■ Problem details
Set out exactly every line of the entries below, starting at the line that holds "[locate] stone archway" and stopping after the line that holds "[locate] eyeglasses (one marker per instance)".
Top of Extracted records
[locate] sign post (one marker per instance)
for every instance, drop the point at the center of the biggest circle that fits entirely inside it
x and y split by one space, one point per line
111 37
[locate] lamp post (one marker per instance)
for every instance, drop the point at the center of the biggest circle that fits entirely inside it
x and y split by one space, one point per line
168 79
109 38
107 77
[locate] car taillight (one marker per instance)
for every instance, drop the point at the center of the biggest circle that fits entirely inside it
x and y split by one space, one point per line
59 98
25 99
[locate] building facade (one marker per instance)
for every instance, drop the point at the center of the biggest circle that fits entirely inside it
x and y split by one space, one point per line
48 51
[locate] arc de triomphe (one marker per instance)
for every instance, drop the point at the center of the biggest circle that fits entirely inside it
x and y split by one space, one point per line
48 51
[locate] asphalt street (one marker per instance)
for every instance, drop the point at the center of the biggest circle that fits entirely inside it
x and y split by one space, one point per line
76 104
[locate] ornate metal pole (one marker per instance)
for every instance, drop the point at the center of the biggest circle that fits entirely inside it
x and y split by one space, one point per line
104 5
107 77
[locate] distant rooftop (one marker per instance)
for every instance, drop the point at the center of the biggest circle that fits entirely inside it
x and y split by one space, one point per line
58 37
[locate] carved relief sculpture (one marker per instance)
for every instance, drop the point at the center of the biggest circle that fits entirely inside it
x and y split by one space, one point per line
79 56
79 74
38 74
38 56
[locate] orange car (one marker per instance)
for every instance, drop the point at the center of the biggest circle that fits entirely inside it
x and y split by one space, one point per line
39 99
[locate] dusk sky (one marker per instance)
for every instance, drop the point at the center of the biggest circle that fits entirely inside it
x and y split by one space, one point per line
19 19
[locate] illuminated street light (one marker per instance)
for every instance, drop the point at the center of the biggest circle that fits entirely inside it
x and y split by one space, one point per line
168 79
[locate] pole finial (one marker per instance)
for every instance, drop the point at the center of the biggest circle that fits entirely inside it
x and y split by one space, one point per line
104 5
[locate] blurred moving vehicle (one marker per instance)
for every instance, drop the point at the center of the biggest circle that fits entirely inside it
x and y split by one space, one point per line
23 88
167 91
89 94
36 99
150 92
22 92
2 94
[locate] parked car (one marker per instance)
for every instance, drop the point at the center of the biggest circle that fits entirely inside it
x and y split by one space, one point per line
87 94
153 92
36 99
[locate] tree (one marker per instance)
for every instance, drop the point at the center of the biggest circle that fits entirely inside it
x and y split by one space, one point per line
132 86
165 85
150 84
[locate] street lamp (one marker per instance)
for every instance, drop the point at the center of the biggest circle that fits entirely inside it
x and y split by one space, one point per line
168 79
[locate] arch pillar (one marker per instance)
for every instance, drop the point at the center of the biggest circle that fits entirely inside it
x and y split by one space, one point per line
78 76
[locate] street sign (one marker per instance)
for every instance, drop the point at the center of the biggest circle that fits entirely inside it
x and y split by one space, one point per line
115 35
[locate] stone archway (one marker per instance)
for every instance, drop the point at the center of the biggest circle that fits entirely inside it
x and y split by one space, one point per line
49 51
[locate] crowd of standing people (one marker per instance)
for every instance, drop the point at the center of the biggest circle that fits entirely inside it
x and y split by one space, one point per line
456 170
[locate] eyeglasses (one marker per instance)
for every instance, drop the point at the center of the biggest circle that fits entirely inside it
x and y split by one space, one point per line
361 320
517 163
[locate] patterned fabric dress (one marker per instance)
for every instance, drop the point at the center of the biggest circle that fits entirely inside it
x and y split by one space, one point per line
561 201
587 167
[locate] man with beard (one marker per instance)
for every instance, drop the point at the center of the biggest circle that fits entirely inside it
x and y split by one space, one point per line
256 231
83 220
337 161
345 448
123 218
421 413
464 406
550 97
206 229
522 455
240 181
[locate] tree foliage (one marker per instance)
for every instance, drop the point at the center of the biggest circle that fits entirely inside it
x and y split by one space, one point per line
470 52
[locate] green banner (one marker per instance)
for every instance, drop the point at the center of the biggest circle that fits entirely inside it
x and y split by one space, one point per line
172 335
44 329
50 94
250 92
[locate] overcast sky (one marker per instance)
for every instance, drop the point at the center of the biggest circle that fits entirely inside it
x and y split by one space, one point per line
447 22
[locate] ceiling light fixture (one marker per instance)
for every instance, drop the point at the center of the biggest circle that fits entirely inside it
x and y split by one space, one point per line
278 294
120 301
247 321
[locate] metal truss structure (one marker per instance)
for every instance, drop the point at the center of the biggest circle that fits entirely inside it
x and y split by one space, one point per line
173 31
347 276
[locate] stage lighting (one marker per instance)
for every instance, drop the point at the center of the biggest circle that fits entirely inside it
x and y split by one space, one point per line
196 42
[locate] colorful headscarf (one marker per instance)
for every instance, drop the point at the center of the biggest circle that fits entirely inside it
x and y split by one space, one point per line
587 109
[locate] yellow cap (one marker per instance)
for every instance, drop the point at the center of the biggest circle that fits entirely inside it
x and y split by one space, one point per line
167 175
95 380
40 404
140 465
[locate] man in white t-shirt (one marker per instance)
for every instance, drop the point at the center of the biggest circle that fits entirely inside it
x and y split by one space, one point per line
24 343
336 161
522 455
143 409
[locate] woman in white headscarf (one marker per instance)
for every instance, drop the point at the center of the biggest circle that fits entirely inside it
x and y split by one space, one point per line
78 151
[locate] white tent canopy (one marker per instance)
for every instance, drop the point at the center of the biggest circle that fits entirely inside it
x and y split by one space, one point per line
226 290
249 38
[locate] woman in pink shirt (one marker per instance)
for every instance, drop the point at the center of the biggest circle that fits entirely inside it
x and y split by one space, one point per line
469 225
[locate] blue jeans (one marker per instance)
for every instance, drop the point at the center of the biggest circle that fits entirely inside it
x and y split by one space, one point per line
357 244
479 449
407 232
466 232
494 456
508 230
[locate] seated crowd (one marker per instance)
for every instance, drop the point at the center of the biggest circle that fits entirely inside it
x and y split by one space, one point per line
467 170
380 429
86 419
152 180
Bottom of Extracted records
■ Response area
[locate] stone archway (one marker per instance)
for every instance, drop the point at the center of the biggest circle that fits entirely inside it
x and y split by one space, one point per line
49 51
[locate] crowd of standing people (one marker per instance)
for every instance, drop the point at the center of the biggest circle that fits entirely inside it
x and y split by one space, one point per line
456 170
[locate] eyeglasses (one marker per instance)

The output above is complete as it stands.